* _Excerpt provided_:
------------------------------------------------------------------------
Early on in this crisis, there were attempts to identify the affected services so users could change their passwords…on just those services. It’s now clear that a more scorched-earth strategy is in order.
I’ll cut to the chase: You need to change every password you use, on every service and every account.
Why? Because, like most people, you probably:
- Use fairly week passwords
- Re-use passwords on different websites
- Had your good passwords exposed by the Heartbleed bug
Here’s an article I wrote a few months back on creating a password rule that should keep you pretty safe, and keep you from re-using passwords on different websites.
Trying A Password Manager
While I’ve resisted this solution for years because it sounds like a single point of vulnerability, I’m finally trying 1Password from AgileBits. There are a number of great password managers that work on all platforms, but 1Password has been around for a decade and seems to be the most-respected among the techies I follow.
I may have more to share after using 1Password for a few weeks, but so far, I’m liking its features:
- It can tell when you’re being asked to create a new password, and it will generate and save a random password for you
- All you have to remember is one master password, and 1Password will store and fill in the rest for you
- You can store multiple logins for the same services, which doesn’t always work when you have your browser remember your password
Please take this seriously. Heartbleed made it possible for hackers to steal just about any information that has ever lived on a web server.
It’s time to change your passwords. Really.
------------------------------------------------------------------------
* _Raw data_:
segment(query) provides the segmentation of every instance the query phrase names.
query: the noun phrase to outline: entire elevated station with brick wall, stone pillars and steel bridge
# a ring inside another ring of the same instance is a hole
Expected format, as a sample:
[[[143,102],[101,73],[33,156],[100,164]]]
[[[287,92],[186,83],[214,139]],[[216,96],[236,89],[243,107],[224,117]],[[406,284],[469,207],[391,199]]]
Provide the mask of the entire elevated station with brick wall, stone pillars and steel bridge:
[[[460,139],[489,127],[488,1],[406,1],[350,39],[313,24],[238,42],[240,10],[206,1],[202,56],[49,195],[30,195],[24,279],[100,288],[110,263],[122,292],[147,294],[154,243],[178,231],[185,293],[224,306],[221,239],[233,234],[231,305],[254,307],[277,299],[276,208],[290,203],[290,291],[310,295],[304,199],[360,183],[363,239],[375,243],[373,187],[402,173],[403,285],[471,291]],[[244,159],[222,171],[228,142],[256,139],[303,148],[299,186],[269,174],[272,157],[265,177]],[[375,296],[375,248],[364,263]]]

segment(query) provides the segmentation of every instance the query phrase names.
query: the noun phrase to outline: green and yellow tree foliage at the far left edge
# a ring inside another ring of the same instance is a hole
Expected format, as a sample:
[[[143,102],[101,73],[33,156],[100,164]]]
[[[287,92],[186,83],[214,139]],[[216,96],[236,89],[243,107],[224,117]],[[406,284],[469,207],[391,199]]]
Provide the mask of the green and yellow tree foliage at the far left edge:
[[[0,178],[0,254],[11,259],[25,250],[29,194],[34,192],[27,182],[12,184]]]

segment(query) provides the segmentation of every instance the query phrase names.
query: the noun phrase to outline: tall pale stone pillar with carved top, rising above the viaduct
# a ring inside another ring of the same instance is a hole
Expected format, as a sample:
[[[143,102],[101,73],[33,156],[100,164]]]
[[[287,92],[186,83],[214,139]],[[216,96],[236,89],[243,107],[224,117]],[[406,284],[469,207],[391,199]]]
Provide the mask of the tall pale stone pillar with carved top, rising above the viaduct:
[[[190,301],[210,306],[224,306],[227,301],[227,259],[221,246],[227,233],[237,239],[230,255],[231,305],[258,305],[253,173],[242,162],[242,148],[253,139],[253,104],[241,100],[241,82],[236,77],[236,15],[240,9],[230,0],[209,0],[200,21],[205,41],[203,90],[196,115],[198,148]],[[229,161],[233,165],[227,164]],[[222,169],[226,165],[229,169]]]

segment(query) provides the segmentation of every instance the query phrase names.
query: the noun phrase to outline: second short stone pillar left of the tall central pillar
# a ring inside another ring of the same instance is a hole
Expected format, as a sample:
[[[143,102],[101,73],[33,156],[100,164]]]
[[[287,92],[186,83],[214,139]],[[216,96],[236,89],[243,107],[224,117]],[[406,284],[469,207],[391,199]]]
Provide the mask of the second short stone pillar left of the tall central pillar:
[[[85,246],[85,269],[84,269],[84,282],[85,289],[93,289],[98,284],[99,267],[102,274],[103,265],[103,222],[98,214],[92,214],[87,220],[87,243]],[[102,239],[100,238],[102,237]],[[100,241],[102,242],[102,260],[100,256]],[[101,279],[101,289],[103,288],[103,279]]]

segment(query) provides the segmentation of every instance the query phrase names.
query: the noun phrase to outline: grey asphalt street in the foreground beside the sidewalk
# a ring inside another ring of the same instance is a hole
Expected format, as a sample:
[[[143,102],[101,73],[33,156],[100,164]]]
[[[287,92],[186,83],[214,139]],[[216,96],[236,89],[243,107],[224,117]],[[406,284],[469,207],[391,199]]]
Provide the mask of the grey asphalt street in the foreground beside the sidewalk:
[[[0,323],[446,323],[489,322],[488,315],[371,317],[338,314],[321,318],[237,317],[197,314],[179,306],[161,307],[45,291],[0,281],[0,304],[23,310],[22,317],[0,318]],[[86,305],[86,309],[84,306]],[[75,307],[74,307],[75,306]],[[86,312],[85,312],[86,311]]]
------------------------------------------------------------------------
* _Exercise aim_:
According to the text on Heartbleed and passwords, which company makes 1Password?

* _Reply to the task_:
AgileBits